Locate each line in the listing below that contains the word "puff", and copy those lines out in full.

BEGIN Data shown

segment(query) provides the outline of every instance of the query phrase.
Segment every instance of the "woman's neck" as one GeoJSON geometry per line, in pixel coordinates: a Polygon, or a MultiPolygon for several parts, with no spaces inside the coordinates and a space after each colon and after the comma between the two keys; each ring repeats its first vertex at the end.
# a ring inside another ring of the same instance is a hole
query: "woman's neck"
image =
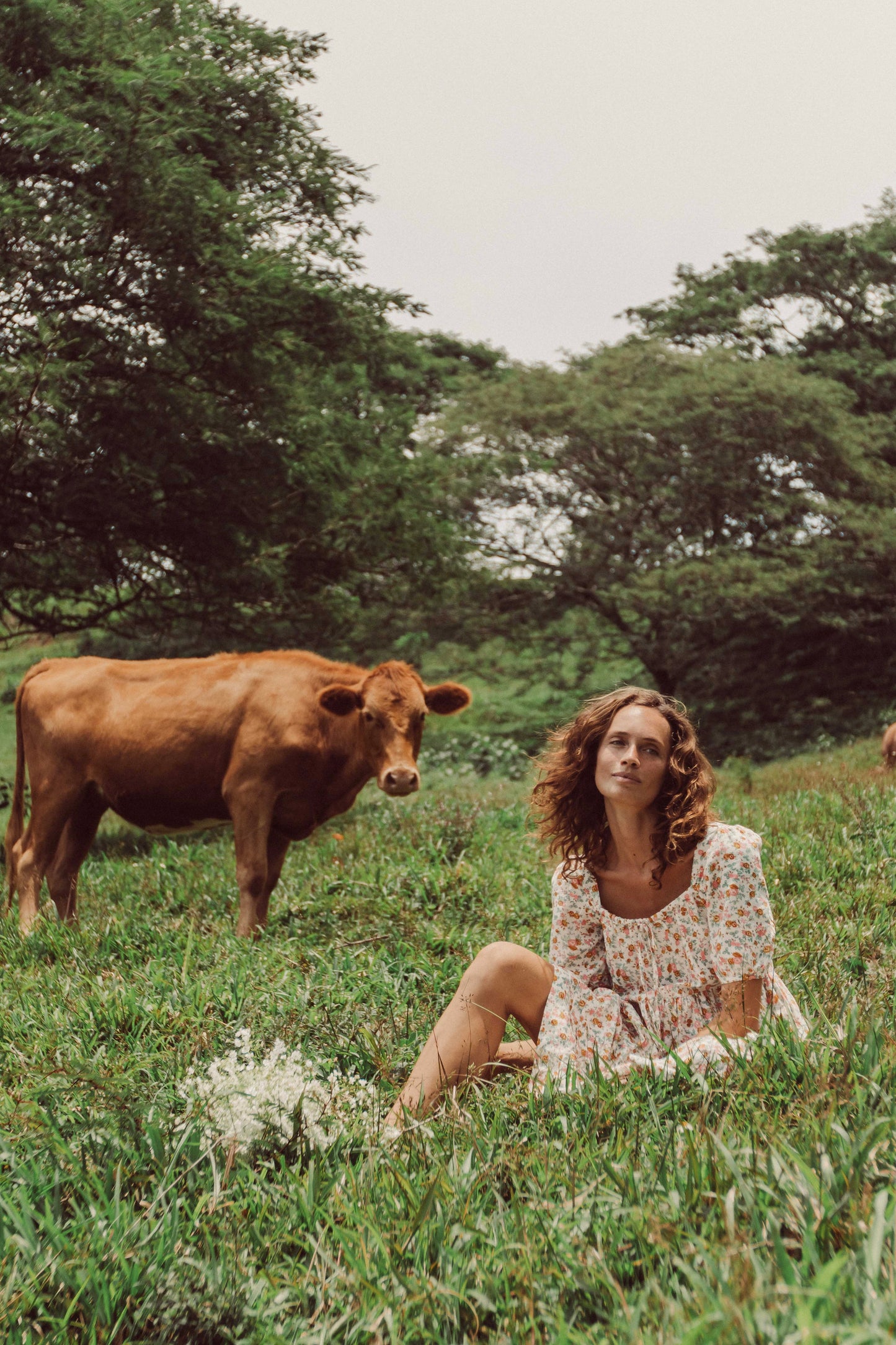
{"type": "Polygon", "coordinates": [[[613,841],[607,858],[613,868],[642,870],[654,859],[650,837],[657,829],[657,814],[653,808],[621,808],[609,799],[604,807],[613,841]]]}

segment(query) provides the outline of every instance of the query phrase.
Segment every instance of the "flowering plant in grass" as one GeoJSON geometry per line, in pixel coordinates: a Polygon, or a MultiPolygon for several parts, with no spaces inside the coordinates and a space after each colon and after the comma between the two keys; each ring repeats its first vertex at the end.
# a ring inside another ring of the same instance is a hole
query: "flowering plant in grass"
{"type": "Polygon", "coordinates": [[[242,1153],[262,1141],[324,1149],[347,1131],[373,1131],[373,1084],[355,1071],[325,1072],[279,1038],[258,1060],[249,1028],[238,1030],[234,1049],[204,1073],[191,1067],[179,1092],[204,1114],[208,1139],[235,1143],[242,1153]]]}

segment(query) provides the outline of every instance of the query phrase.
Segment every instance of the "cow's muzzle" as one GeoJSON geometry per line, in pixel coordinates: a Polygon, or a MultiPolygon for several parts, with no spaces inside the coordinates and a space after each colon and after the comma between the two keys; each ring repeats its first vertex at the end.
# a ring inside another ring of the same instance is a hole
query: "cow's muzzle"
{"type": "Polygon", "coordinates": [[[391,765],[376,781],[383,794],[400,799],[420,787],[420,772],[412,765],[391,765]]]}

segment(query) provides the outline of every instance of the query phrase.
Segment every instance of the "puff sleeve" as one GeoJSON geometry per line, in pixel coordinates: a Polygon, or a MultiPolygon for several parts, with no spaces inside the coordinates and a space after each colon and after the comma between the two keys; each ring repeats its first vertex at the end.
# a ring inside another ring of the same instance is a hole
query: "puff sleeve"
{"type": "Polygon", "coordinates": [[[551,951],[555,976],[575,976],[590,990],[610,990],[607,951],[599,912],[590,900],[582,874],[563,874],[559,865],[551,884],[551,951]]]}
{"type": "MultiPolygon", "coordinates": [[[[548,1075],[559,1088],[566,1088],[568,1072],[587,1075],[595,1057],[604,1068],[615,1068],[625,1017],[619,995],[610,989],[599,904],[582,874],[564,877],[557,869],[552,907],[553,985],[536,1046],[532,1077],[536,1089],[544,1088],[548,1075]]],[[[634,1010],[629,1010],[629,1017],[637,1017],[634,1010]]],[[[641,1042],[643,1029],[639,1020],[633,1030],[641,1042]]]]}
{"type": "Polygon", "coordinates": [[[711,962],[720,985],[767,981],[774,971],[775,921],[760,850],[755,831],[727,826],[707,857],[711,962]]]}

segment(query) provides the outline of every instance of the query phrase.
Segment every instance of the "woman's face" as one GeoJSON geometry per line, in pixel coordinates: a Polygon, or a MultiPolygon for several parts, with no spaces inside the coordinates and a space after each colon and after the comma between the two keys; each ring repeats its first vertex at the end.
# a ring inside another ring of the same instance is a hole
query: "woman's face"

END Data shown

*In response*.
Segment every instance of the "puff sleeve" as one GeoJSON geometry per line, in pixel coordinates: a Polygon, or a MultiPolygon for several parts, with no spaces inside the coordinates and a space after each colon and after the comma between the two keys; each ring repeats its first vertex at the end.
query: "puff sleeve"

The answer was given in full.